▶ [WORK REQUIRED]
State how many lines in the records below contain the string "target". Reply with the number alone.
-- START OF DATASET ROWS --
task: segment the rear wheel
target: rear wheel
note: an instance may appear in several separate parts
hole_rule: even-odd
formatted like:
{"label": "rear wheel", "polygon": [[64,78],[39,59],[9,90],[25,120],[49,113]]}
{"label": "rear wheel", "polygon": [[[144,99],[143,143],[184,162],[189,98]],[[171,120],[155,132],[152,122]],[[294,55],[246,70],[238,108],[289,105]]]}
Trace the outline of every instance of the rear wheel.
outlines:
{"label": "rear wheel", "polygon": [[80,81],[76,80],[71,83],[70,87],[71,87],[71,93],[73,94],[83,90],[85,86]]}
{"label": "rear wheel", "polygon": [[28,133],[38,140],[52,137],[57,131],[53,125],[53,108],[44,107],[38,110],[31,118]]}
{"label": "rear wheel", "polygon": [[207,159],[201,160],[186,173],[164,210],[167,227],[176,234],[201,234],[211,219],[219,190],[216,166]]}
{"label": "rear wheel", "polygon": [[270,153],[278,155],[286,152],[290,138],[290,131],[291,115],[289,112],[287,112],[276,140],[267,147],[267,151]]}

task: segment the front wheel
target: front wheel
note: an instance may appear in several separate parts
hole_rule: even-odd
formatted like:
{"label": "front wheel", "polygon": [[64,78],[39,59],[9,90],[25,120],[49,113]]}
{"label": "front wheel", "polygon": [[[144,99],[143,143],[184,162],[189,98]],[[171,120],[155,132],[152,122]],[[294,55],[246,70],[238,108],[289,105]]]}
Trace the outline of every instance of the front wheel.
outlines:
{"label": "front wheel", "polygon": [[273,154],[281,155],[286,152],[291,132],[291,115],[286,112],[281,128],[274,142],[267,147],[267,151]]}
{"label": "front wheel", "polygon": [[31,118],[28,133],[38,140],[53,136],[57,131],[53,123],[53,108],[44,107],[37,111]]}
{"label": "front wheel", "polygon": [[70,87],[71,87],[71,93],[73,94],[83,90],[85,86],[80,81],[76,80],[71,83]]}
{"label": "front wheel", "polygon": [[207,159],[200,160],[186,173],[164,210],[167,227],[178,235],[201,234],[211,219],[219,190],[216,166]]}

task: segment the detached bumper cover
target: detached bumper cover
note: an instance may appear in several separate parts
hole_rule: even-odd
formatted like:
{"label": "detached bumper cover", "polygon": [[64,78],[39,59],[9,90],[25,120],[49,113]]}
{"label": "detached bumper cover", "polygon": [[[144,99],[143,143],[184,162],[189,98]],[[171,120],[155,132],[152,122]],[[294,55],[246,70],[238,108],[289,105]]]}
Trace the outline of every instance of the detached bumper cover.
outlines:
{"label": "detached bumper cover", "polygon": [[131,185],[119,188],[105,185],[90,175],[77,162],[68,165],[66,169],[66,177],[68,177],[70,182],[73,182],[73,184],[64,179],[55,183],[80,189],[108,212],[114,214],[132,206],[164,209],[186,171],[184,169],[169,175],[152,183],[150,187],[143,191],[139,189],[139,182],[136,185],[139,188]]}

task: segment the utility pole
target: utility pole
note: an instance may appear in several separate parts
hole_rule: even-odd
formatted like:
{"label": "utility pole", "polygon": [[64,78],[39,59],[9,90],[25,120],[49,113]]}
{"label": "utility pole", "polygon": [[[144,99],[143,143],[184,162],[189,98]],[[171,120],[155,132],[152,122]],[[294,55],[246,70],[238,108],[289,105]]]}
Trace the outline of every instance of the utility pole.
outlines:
-- END OF DATASET ROWS --
▶ [RESPONSE BELOW]
4